● WHAT NEEDS TO BE DONE
The records are given next. Repeat each one exactly.

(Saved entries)
*** Begin section ***

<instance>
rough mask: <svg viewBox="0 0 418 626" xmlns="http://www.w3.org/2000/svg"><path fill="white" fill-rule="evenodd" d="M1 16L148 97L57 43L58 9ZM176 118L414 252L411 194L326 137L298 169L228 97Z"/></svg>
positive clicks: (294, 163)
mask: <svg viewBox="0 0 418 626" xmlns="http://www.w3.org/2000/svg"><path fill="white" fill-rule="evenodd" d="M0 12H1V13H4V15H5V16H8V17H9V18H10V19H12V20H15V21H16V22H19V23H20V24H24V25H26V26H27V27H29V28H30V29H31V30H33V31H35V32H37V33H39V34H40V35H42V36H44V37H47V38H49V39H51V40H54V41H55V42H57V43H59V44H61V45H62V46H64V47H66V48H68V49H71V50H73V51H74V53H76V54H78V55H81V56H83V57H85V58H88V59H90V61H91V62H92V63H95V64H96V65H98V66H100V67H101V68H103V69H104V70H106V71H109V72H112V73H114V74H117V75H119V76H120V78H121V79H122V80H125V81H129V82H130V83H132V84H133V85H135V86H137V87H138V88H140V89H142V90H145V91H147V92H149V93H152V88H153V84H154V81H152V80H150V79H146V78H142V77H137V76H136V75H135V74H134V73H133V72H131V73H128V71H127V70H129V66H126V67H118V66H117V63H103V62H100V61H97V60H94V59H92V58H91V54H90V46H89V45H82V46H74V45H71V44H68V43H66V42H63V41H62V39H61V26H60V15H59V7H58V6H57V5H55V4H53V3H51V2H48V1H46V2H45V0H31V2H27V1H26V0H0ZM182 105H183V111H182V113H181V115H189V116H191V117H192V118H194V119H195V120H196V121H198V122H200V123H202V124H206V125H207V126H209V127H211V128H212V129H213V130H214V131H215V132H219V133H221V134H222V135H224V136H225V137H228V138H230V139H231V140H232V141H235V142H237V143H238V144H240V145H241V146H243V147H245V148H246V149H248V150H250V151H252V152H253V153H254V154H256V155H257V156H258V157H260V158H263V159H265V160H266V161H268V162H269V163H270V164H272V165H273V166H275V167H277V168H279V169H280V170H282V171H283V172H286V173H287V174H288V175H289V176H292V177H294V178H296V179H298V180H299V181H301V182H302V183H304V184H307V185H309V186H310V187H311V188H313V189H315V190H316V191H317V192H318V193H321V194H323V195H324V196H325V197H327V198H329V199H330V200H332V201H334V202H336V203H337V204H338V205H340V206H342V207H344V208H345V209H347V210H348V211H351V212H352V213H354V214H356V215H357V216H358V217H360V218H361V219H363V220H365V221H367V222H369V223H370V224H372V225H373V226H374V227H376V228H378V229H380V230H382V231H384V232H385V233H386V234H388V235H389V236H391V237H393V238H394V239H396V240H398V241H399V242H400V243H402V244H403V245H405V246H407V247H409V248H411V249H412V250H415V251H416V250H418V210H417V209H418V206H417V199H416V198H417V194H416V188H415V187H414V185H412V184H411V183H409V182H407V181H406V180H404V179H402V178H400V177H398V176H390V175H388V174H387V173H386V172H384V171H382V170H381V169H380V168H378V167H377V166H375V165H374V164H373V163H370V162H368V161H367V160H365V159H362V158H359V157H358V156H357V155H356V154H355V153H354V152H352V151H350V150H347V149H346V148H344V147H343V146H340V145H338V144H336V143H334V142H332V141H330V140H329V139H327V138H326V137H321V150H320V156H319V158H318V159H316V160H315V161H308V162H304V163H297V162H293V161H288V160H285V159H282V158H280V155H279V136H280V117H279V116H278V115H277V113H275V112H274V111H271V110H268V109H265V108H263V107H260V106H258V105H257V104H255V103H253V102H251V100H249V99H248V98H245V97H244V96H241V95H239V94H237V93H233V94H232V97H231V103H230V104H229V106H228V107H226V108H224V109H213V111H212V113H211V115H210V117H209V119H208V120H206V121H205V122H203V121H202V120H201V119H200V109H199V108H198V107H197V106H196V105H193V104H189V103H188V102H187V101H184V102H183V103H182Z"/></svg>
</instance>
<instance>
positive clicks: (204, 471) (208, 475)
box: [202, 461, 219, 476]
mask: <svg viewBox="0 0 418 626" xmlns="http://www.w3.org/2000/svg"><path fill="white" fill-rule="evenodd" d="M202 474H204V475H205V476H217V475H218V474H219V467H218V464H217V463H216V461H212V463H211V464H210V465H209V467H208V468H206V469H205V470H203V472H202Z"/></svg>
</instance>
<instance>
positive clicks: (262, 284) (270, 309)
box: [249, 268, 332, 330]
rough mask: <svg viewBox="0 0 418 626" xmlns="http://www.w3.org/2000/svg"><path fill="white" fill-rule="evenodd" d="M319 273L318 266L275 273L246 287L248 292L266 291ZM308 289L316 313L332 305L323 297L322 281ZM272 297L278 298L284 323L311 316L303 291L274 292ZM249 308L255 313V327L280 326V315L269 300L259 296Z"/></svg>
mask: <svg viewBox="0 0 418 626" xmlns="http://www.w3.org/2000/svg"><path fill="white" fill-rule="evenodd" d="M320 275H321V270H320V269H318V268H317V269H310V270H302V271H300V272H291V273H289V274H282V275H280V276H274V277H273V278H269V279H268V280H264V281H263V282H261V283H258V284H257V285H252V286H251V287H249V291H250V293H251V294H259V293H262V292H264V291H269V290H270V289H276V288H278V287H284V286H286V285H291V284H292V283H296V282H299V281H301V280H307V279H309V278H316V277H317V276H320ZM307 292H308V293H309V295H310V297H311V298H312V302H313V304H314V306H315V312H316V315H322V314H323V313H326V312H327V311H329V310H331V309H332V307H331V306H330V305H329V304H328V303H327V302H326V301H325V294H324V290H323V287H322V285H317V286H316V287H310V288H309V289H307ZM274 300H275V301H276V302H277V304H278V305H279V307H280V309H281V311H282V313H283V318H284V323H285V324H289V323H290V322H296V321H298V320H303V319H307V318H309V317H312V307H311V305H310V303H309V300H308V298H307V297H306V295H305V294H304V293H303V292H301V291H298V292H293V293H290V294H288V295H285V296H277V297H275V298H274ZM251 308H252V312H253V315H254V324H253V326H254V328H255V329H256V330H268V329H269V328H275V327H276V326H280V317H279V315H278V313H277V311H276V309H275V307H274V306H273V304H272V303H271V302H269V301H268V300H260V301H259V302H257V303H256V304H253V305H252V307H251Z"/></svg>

*** End section ***

● ANSWER TO THE EXERCISE
<instance>
rough mask: <svg viewBox="0 0 418 626" xmlns="http://www.w3.org/2000/svg"><path fill="white" fill-rule="evenodd" d="M1 16L148 97L57 43L58 9ZM176 118L414 252L411 194L326 137L298 169L228 97Z"/></svg>
positive clicks: (294, 163)
mask: <svg viewBox="0 0 418 626" xmlns="http://www.w3.org/2000/svg"><path fill="white" fill-rule="evenodd" d="M0 12H1V13H4V15H5V16H8V17H9V18H10V19H12V20H15V21H16V22H19V23H20V24H24V25H26V26H27V27H29V28H30V29H31V30H33V31H35V32H37V33H39V34H40V35H42V36H44V37H47V38H49V39H51V40H54V41H55V42H57V43H59V44H61V45H62V46H64V47H66V48H68V49H71V50H73V51H74V53H76V54H78V55H81V56H83V57H85V58H88V59H90V61H91V62H92V63H95V64H96V65H98V66H100V67H101V68H103V69H104V70H106V71H109V72H112V73H114V74H117V75H119V76H120V78H121V79H122V80H125V81H129V82H130V83H132V84H133V85H135V86H137V87H138V88H140V89H142V90H145V91H147V92H149V93H152V88H153V84H154V81H152V80H150V79H146V78H142V77H137V76H136V75H135V74H134V73H133V72H131V73H128V71H127V70H129V66H126V67H118V66H117V63H103V62H100V61H97V60H94V59H92V58H91V54H90V46H89V45H82V46H74V45H71V44H68V43H66V42H63V41H62V39H61V26H60V15H59V7H58V6H57V5H55V4H53V3H51V2H48V1H46V2H45V0H31V2H27V1H26V0H0ZM182 105H183V111H182V113H181V115H189V116H191V117H192V118H194V119H195V120H196V121H198V122H200V123H202V124H206V125H207V126H209V127H211V128H212V129H213V130H214V131H215V132H219V133H221V134H222V135H224V136H225V137H228V138H230V139H231V140H232V141H235V142H237V143H238V144H240V145H241V146H243V147H245V148H246V149H248V150H250V151H252V152H253V153H254V154H256V155H257V156H258V157H260V158H263V159H265V160H266V161H268V162H269V163H270V164H272V165H273V166H275V167H277V168H279V169H280V170H282V171H283V172H286V173H287V174H288V175H289V176H292V177H294V178H296V179H298V180H299V181H301V182H302V183H304V184H307V185H309V186H310V187H311V188H313V189H315V190H316V191H317V192H318V193H321V194H323V195H324V196H325V197H327V198H329V199H330V200H332V201H334V202H336V203H337V204H338V205H340V206H342V207H344V208H345V209H347V210H348V211H351V212H352V213H354V214H356V215H357V216H358V217H360V218H361V219H363V220H365V221H367V222H369V223H370V224H372V225H373V226H374V227H376V228H378V229H380V230H382V231H384V232H385V233H386V234H388V235H389V236H391V237H393V238H394V239H396V240H398V241H399V242H400V243H402V244H403V245H405V246H407V247H409V248H411V249H412V250H415V251H416V250H418V210H417V209H418V206H417V199H416V198H417V194H416V188H415V187H414V185H412V184H411V183H409V182H407V181H406V180H404V179H402V178H400V177H398V176H390V175H388V174H387V173H386V172H384V171H382V170H381V169H380V168H378V167H377V166H375V165H374V164H373V163H370V162H368V161H367V160H365V159H362V158H359V157H358V156H357V155H356V154H355V153H354V152H352V151H350V150H347V149H346V148H344V147H343V146H340V145H338V144H336V143H334V142H332V141H330V140H329V139H327V138H326V137H321V150H320V156H319V158H318V159H316V160H315V161H308V162H304V163H297V162H293V161H288V160H285V159H282V158H280V155H279V136H280V117H279V116H278V115H277V113H275V112H274V111H271V110H268V109H265V108H263V107H260V106H258V105H257V104H255V103H253V102H251V100H249V99H248V98H245V97H244V96H241V95H239V94H237V93H233V94H232V97H231V103H230V104H229V106H228V107H226V108H224V109H213V111H212V113H211V115H210V117H209V119H208V120H206V121H205V122H203V121H202V120H201V119H200V109H199V108H198V107H197V106H196V105H193V104H189V103H188V102H187V101H184V102H183V103H182Z"/></svg>
</instance>
<instance>
positive clicks: (204, 471) (208, 475)
box: [202, 461, 219, 476]
mask: <svg viewBox="0 0 418 626" xmlns="http://www.w3.org/2000/svg"><path fill="white" fill-rule="evenodd" d="M202 474H204V475H205V476H217V475H218V474H219V467H218V464H217V463H216V461H212V463H211V464H210V465H209V467H208V468H206V469H205V470H203V472H202Z"/></svg>
</instance>
<instance>
positive clicks: (262, 284) (270, 309)
box: [249, 268, 332, 330]
rough mask: <svg viewBox="0 0 418 626" xmlns="http://www.w3.org/2000/svg"><path fill="white" fill-rule="evenodd" d="M319 273L318 266L275 273L246 287L248 292L266 291ZM308 289L316 313L332 305L323 297L322 281ZM272 297L278 298L284 323L311 316L303 291L274 292ZM249 308L255 313V327L280 326V315L269 300L259 296Z"/></svg>
mask: <svg viewBox="0 0 418 626" xmlns="http://www.w3.org/2000/svg"><path fill="white" fill-rule="evenodd" d="M320 275H321V270H320V269H318V268H317V269H310V270H302V271H300V272H291V273H289V274H282V275H280V276H274V277H273V278H269V279H268V280H264V281H263V282H261V283H258V284H257V285H252V286H251V287H249V291H250V293H251V294H259V293H262V292H264V291H269V290H270V289H276V288H278V287H284V286H286V285H291V284H292V283H296V282H299V281H301V280H307V279H309V278H316V277H317V276H320ZM307 292H308V293H309V295H310V297H311V298H312V302H313V304H314V306H315V312H316V315H322V314H323V313H326V312H327V311H329V310H331V309H332V307H331V306H330V305H329V304H328V303H327V302H326V301H325V294H324V290H323V287H322V285H317V286H316V287H310V288H309V289H307ZM274 300H275V301H276V302H277V304H278V305H279V307H280V309H281V311H282V313H283V318H284V323H285V324H289V323H290V322H296V321H298V320H303V319H307V318H309V317H312V307H311V305H310V303H309V300H308V298H307V297H306V295H305V294H304V293H303V292H301V291H298V292H293V293H290V294H288V295H285V296H277V297H275V298H274ZM251 308H252V312H253V315H254V324H253V326H254V328H255V329H256V330H268V329H269V328H275V327H276V326H280V317H279V315H278V313H277V311H276V309H275V307H274V306H273V304H272V303H271V302H269V301H268V300H260V301H259V302H257V303H256V304H253V305H252V307H251Z"/></svg>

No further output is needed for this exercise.